**WHAT IS ASKED:** Rewrite all of the records with "vertex pairs" changed to "coordinate pairs" and everything else left unchanged. Leave the pictures out of your answer.

━━━ MATERIAL FOR THIS EXERCISE

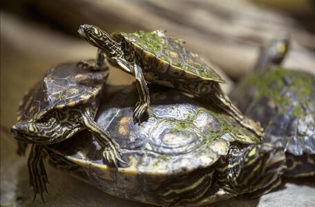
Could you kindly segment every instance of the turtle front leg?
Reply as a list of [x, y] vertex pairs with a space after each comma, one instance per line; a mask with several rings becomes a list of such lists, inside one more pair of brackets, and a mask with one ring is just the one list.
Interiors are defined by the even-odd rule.
[[127, 164], [122, 159], [119, 144], [111, 138], [111, 135], [107, 131], [101, 128], [95, 123], [90, 117], [88, 110], [84, 110], [80, 121], [93, 135], [97, 143], [103, 148], [103, 159], [110, 166], [118, 168]]
[[140, 123], [141, 117], [147, 112], [150, 105], [150, 93], [140, 66], [134, 64], [131, 71], [135, 77], [135, 83], [139, 93], [139, 100], [135, 105], [133, 120]]
[[139, 101], [135, 105], [133, 120], [140, 123], [141, 117], [148, 110], [149, 106], [150, 105], [150, 93], [149, 92], [149, 88], [146, 86], [146, 82], [144, 80], [142, 70], [137, 63], [132, 65], [120, 57], [115, 58], [115, 61], [120, 66], [121, 69], [131, 74], [135, 78], [135, 83], [139, 93]]
[[17, 153], [19, 156], [25, 155], [25, 152], [28, 148], [28, 144], [19, 140], [17, 140]]
[[41, 159], [44, 147], [43, 145], [32, 144], [28, 159], [30, 186], [33, 187], [34, 200], [35, 200], [36, 195], [40, 194], [43, 201], [44, 201], [43, 193], [44, 191], [48, 193], [46, 184], [49, 183]]

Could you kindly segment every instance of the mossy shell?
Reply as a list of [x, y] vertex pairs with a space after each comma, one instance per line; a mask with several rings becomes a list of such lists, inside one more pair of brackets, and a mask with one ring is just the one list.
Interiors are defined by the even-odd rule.
[[[151, 32], [138, 31], [134, 33], [115, 32], [111, 34], [113, 39], [130, 43], [135, 50], [142, 50], [143, 58], [155, 59], [151, 68], [156, 64], [172, 68], [173, 74], [182, 74], [183, 72], [190, 79], [200, 78], [215, 82], [225, 83], [220, 75], [204, 63], [199, 56], [184, 48], [182, 39], [169, 37], [164, 31], [155, 30]], [[149, 61], [150, 62], [150, 61]], [[144, 67], [145, 68], [145, 67]]]
[[313, 166], [297, 171], [315, 173], [315, 77], [274, 67], [245, 78], [231, 97], [245, 115], [265, 128], [264, 142], [285, 147], [288, 157], [298, 156], [298, 165], [312, 159]]
[[128, 166], [115, 169], [104, 165], [102, 149], [84, 131], [48, 146], [54, 165], [113, 195], [169, 205], [159, 197], [168, 193], [169, 186], [187, 188], [202, 178], [198, 184], [200, 197], [207, 191], [213, 166], [227, 155], [230, 143], [247, 146], [260, 141], [232, 117], [175, 90], [153, 86], [150, 90], [149, 115], [140, 124], [133, 120], [137, 100], [135, 86], [112, 96], [107, 93], [104, 100], [111, 101], [101, 105], [95, 118], [120, 144]]
[[[87, 63], [93, 66], [94, 62]], [[49, 68], [44, 80], [24, 96], [18, 110], [18, 122], [35, 121], [52, 110], [86, 103], [90, 103], [93, 112], [108, 75], [108, 68], [95, 71], [83, 62]]]

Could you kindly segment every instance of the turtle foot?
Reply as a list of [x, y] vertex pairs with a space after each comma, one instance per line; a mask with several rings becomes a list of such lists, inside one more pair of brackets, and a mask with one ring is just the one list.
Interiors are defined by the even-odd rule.
[[122, 160], [120, 150], [107, 147], [103, 151], [103, 161], [110, 167], [125, 168], [128, 164]]
[[140, 123], [141, 117], [144, 113], [146, 113], [149, 108], [148, 101], [139, 101], [135, 105], [135, 112], [133, 113], [133, 121], [135, 123]]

━━━━━━

**RESULT FOR THIS TASK:**
Could you kindly segment every instance of the turtle front leg?
Reply as a list of [x, y] coordinate pairs with a space after each comma, one instance per line; a mask with several rings becomes a list of such lists, inside one more pair of brackets, and a mask with one ring is just the one list.
Interiors are defined by the even-odd rule.
[[127, 164], [122, 159], [119, 144], [111, 138], [111, 135], [107, 131], [101, 128], [95, 123], [90, 117], [88, 110], [84, 110], [80, 121], [93, 135], [97, 143], [103, 148], [103, 159], [110, 166], [118, 168]]
[[140, 123], [141, 117], [147, 112], [150, 105], [150, 93], [140, 66], [134, 64], [131, 71], [135, 77], [135, 83], [139, 93], [139, 100], [135, 105], [133, 120]]
[[139, 101], [135, 105], [133, 120], [140, 123], [141, 117], [148, 110], [149, 106], [150, 105], [150, 93], [149, 92], [149, 88], [146, 86], [146, 82], [144, 80], [142, 70], [137, 63], [132, 65], [120, 57], [115, 58], [115, 61], [120, 66], [121, 69], [131, 74], [135, 78], [135, 83], [139, 93]]
[[17, 153], [19, 156], [25, 155], [25, 152], [28, 148], [28, 144], [19, 140], [17, 140]]
[[41, 159], [44, 147], [43, 145], [32, 144], [28, 159], [30, 186], [33, 187], [34, 200], [35, 200], [36, 195], [40, 194], [43, 201], [44, 201], [43, 193], [44, 191], [48, 193], [46, 184], [49, 183]]

Could you kindly segment every instance of the mossy shell?
Reply as a list of [x, y] coordinate pairs with a space after each comma, one instance per line; a mask with several rings becomes a list of such lists, inside one more pair of brackets, and a mask with one ring is just the one list.
Interiors are defined by the even-odd rule.
[[[151, 32], [138, 31], [134, 33], [115, 32], [111, 34], [113, 39], [130, 43], [135, 50], [142, 50], [143, 58], [155, 59], [151, 68], [156, 64], [172, 68], [173, 74], [182, 74], [183, 72], [190, 79], [200, 78], [215, 82], [225, 83], [220, 75], [204, 63], [199, 56], [184, 48], [182, 39], [169, 37], [164, 31], [155, 30]], [[149, 61], [150, 62], [150, 61]], [[144, 67], [145, 68], [145, 67]]]
[[313, 166], [297, 171], [315, 173], [315, 77], [274, 67], [245, 78], [231, 97], [245, 115], [265, 128], [264, 142], [285, 147], [288, 157], [298, 156], [298, 165], [312, 159]]
[[128, 166], [115, 169], [104, 165], [102, 149], [84, 131], [48, 146], [54, 165], [113, 195], [169, 205], [159, 197], [168, 193], [169, 186], [187, 188], [202, 178], [198, 184], [200, 197], [207, 191], [213, 166], [227, 155], [230, 143], [247, 146], [260, 141], [232, 117], [175, 90], [153, 86], [150, 90], [149, 115], [140, 124], [133, 120], [137, 100], [135, 86], [112, 96], [107, 93], [104, 100], [111, 101], [101, 105], [95, 118], [120, 144]]
[[[87, 63], [93, 66], [94, 62]], [[49, 68], [44, 80], [24, 96], [18, 110], [18, 122], [35, 121], [52, 110], [86, 103], [90, 103], [93, 112], [108, 75], [108, 68], [95, 71], [83, 62]]]

Could you kindly segment every instance of the turtle foot?
Reply as a list of [x, y] coordinate pairs with a space after each comma, one instance per line; a mask with several rings becomes a list of such lists, inside one more pair of brackets, and a mask with one ring is just the one list.
Interiors are defined by the even-odd rule.
[[122, 160], [120, 150], [107, 147], [103, 151], [103, 161], [110, 167], [125, 168], [128, 164]]
[[140, 123], [141, 117], [144, 113], [146, 113], [149, 108], [148, 101], [139, 101], [135, 105], [135, 112], [133, 113], [133, 121], [135, 123]]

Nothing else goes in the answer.